___ Source extract ___

ALJPE		Blank–Al^3+ corrosion products		ALJPE–Al^3+ adsorption film
Wavenumber (cm^–1)	Functional group	Wavenumber (cm^–1)	Functional group	Wavenumber (cm^–1)	Functional group
3390	O–H, N–H	3000–4000	O–H (Al2O3.×H2O)	3000 − 4000	O–H
2924	C–H	–	–	–	–
2855	C–H	2486 − 2040	H–O–H scissor bend	–	–
1702	C=O, C=C	–	–	1620	C=O, C=C^–
1603	COO^–	1600	H–O–H scissor bend	–	–
1519	=C–O–C	–	–	1496	=C–O–C
1443	S = O, C–H, C=C	–	–	1406	S=O, C–H, C=C
1360	S = O, C–F, N = O	–	–	–	–
1223	C–O, P = O, C–F, C–N	–	–	–	–
1157 − 1030	=C–O–C	1151	γ–AlO4	–	–
812 − 760	aromatic rings	–	–	900	γ–AlO4
–	–	502	γ–AlO6	502	γ–AlO6

The spectrum showed a reduction in the intensity of the Al₂O₃.×H₂O peak found at about 3000–4000 cm⁻¹ to a narrower peak. This indicates that the presence of ALJPE in the corrosive solution decreased Al’s C_R, which the O–H group could have caused in the crude extract. A less intense peak at 1620 cm⁻¹ is evidence that the ALJPE adsorption layer protected the Al surface since this peak can be linked to the scissor band of water molecules. Additionally, the uniqueness of this peak from that of water could be the result of the interaction of ALJPE with the Al surface via the C=O and C=C groups. The characteristic absorption bands around the 1496 and 1406 cm⁻¹ can be linked to the adsorption of ALJPE via the S=O, C–H C=C, and =C–O–C functional groups in the extract. The absorption band observed around 1151 cm⁻¹ in the Blank–Al³⁺ spectrum has shifted to around 900 cm⁻¹ in the presence of ALJPE, while the peak at 502 cm⁻¹ has shifted to higher transmittance value. This indicates that the extract successfully altered the formation of both the octahedral and tetrahedral coordination of alumina.

___ Extracted material ___

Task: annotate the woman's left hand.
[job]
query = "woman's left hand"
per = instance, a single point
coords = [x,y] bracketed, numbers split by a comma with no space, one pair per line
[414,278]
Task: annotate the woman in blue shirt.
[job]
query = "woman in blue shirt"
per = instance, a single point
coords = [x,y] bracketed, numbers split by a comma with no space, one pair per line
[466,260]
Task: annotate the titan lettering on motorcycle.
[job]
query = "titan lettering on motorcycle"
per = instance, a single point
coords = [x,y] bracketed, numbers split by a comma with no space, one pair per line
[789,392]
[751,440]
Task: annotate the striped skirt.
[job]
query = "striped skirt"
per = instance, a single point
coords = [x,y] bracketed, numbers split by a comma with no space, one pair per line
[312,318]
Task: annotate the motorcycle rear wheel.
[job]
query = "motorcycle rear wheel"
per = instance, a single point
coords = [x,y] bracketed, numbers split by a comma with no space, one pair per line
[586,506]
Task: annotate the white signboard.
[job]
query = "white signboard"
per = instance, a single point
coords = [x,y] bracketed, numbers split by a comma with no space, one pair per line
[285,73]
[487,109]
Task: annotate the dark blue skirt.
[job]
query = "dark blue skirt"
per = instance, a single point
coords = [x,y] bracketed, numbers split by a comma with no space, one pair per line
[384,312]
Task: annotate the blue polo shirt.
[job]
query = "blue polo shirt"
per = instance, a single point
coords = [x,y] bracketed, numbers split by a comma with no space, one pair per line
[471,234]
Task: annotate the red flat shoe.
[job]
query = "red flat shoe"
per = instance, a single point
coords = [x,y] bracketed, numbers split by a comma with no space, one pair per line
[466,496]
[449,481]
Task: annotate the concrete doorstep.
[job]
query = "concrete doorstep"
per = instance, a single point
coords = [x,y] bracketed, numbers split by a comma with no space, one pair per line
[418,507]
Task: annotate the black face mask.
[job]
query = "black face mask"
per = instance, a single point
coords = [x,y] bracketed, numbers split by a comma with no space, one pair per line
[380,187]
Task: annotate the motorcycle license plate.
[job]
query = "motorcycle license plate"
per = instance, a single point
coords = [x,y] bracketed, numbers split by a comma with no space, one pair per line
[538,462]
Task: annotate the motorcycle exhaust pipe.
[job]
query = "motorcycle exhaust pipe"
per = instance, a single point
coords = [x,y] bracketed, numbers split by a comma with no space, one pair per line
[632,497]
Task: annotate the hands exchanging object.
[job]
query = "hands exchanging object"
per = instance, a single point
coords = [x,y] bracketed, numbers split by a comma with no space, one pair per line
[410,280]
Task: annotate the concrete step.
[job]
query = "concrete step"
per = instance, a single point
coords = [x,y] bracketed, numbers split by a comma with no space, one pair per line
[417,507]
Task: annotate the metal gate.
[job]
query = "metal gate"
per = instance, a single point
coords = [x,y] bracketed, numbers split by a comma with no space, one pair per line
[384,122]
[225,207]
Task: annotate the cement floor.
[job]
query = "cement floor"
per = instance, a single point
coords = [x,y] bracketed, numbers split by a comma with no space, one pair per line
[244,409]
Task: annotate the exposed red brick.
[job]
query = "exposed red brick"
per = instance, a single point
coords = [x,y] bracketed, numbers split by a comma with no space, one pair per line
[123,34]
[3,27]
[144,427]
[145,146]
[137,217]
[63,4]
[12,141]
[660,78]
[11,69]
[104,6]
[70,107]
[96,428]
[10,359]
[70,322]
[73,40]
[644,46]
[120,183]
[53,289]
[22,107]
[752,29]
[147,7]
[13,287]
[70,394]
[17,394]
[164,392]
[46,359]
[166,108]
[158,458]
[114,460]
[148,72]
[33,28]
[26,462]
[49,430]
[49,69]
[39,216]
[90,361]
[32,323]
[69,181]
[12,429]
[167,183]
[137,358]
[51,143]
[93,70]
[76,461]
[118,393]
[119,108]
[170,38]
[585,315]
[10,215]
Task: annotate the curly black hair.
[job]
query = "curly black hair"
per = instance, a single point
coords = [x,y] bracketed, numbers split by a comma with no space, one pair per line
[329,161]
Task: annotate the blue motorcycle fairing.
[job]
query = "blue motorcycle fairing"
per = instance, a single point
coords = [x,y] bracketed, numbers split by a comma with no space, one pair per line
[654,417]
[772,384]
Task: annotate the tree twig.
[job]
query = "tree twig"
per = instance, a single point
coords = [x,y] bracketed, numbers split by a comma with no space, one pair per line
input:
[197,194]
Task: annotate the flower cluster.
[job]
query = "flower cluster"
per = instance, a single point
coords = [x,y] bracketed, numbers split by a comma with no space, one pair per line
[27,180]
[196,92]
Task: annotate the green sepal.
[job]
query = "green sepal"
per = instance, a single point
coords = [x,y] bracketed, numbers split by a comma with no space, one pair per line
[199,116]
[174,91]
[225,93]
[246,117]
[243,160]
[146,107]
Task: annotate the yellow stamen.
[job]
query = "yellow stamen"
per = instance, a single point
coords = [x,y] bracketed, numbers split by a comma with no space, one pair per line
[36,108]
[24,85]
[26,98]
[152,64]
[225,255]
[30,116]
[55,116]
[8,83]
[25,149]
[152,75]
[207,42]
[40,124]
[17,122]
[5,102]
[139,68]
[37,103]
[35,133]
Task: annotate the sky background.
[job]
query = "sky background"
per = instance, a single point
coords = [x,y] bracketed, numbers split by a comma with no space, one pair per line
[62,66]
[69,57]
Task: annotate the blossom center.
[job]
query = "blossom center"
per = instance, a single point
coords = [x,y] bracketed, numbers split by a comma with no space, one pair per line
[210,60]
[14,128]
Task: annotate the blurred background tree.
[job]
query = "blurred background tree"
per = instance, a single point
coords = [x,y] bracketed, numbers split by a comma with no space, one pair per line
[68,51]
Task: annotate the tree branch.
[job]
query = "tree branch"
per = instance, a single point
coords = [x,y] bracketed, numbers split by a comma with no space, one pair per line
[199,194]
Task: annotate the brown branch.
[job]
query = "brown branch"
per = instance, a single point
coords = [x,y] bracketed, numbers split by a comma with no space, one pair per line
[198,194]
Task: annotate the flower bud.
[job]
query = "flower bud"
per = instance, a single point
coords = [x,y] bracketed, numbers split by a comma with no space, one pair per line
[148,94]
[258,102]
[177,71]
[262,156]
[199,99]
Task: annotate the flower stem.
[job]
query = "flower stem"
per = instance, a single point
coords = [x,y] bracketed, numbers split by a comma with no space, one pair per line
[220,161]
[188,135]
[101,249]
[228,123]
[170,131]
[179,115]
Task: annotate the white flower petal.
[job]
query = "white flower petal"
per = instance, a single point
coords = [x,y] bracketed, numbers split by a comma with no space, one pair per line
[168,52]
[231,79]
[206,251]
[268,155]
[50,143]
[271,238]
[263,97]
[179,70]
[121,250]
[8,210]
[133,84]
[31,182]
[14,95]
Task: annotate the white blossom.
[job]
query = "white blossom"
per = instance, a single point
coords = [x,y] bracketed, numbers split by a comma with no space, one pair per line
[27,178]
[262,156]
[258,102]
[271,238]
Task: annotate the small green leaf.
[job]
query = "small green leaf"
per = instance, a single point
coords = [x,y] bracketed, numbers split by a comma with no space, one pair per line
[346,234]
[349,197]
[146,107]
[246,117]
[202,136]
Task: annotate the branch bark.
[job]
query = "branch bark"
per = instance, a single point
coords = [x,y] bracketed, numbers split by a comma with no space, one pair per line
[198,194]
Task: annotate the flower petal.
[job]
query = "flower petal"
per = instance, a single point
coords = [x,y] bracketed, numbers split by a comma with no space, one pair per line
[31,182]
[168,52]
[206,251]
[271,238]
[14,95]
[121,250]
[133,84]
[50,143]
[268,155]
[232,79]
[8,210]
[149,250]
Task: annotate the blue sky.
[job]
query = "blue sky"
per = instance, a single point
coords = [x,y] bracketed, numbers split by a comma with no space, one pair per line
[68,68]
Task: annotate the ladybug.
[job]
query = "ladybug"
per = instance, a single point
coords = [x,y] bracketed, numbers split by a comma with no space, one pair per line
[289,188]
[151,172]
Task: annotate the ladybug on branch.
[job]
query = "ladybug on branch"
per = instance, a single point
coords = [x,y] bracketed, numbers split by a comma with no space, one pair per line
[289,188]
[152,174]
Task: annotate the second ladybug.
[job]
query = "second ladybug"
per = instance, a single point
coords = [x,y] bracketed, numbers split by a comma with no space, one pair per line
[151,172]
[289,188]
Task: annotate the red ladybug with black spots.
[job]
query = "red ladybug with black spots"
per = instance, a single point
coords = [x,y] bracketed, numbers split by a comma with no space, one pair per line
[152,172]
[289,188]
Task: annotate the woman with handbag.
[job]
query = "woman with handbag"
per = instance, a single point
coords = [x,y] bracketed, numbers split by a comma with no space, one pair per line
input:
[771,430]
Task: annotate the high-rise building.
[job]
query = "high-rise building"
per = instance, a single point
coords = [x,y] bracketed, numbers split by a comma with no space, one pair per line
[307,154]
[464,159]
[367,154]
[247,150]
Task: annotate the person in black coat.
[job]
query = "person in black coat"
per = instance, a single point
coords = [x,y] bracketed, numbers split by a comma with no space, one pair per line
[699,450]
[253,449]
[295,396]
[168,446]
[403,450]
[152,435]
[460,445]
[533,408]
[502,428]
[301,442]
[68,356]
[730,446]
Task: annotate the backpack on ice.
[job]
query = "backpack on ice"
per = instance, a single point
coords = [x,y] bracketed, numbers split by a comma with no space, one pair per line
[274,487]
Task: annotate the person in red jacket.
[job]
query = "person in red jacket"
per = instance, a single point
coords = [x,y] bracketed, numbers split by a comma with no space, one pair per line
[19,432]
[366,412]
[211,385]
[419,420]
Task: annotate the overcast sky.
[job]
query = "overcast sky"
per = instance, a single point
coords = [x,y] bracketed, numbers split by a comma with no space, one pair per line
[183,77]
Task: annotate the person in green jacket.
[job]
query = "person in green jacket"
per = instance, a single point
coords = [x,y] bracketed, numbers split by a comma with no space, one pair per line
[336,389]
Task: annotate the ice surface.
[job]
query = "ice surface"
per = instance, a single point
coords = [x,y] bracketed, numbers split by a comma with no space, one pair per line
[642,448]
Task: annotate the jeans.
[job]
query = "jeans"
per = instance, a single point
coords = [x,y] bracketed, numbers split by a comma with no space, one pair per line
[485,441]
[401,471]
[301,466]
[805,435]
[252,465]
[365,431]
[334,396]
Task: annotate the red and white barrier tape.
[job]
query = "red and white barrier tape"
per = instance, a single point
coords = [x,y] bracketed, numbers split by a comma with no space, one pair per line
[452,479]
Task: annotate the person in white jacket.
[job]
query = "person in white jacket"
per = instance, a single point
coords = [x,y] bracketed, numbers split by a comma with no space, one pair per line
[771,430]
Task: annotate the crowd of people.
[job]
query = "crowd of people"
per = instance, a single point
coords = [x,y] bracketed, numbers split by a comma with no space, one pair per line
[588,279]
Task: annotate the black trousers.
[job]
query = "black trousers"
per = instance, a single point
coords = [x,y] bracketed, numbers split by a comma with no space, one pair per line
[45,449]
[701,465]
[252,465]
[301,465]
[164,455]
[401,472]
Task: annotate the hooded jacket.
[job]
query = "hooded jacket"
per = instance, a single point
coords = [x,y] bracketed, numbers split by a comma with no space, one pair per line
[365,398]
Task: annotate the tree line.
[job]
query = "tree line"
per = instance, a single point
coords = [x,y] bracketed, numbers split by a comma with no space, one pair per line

___

Work task →
In the spectrum passage, where did the band seen around 1151 cm⁻¹ in the Blank–Al³⁺ spectrum shift when ALJPE was present? These lines have no connection to the spectrum passage.

Your response →
To around 900 cm⁻¹.